Study text:
==================================================

Nike Zoom Mercurial Activation

Scoring app, leaderboard and event activation screens. We worked with Nike to create a scoring app for a football tournament, including a leaderboard, in-game scoring screens and supporting digital assets celebrating the launch of their Nike Zoom Mercurial boot.

The brief

To launch the new Nike Zoom Mercurial football boot, Nike held a launch event at Ultra Football's flagship store in Abbotsford. The centrepiece of the event was a women's 4x4 Winner stays on tournament, featuring local football teams.

Nike engaged Tundra to create a series of game screens and leaderboards to display at the event, along with a control interface to help the Nike event team score the game and trigger the screens.

What we did

Out of home campaign assets

To promote the event ahead of time, we worked with Nike to create campaign assets featuring Nike Athlete Sam Kerr. This included OOH billboards at iconic Melbourne locations such as Punt Road and Kings Way.

Following the event, we also created digital assets for Nike’s eDM and App recap articles.

Pitch screens

Ultra Football’s flagship store in Abbotsford features an indoor football pitch, surrounded by digital billboard screens. As part of the event, we created a series of assets to be displayed on this screen, promoting the Nike Zoom Mercurial boot, and featuring clips of Sam Kerr training in the boot. The design of these assets took into account the placement of each screen in the event, with unique assets for the left, middle, and right screens to create a truly immersive experience for spectators.

==================================================

Dataset extract:
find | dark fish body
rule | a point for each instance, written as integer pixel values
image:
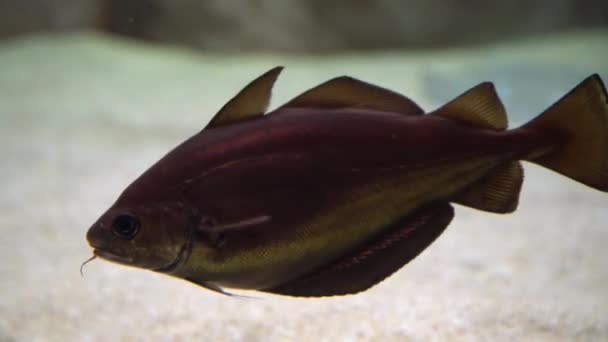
(334, 191)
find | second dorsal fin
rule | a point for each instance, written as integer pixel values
(478, 106)
(346, 91)
(251, 101)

==================================================

Your objective: Write out the whole Nike Zoom Mercurial activation text again, word for word, from its heading to its last sentence.

Reply to the exercise:
Nike Zoom Mercurial Activation

Scoring app, leaderboard and event activation screens. We worked with Nike to create a scoring app for a football tournament, including a leaderboard, in-game scoring screens and supporting digital assets celebrating the launch of their Nike Zoom Mercurial boot.

The brief

To launch the new Nike Zoom Mercurial football boot, Nike held a launch event at Ultra Football's flagship store in Abbotsford. The centrepiece of the event was a women's 4x4 Winner stays on tournament, featuring local football teams.

Nike engaged Tundra to create a series of game screens and leaderboards to display at the event, along with a control interface to help the Nike event team score the game and trigger the screens.

What we did

Out of home campaign assets

To promote the event ahead of time, we worked with Nike to create campaign assets featuring Nike Athlete Sam Kerr. This included OOH billboards at iconic Melbourne locations such as Punt Road and Kings Way.

Following the event, we also created digital assets for Nike’s eDM and App recap articles.

Pitch screens

Ultra Football’s flagship store in Abbotsford features an indoor football pitch, surrounded by digital billboard screens. As part of the event, we created a series of assets to be displayed on this screen, promoting the Nike Zoom Mercurial boot, and featuring clips of Sam Kerr training in the boot. The design of these assets took into account the placement of each screen in the event, with unique assets for the left, middle, and right screens to create a truly immersive experience for spectators.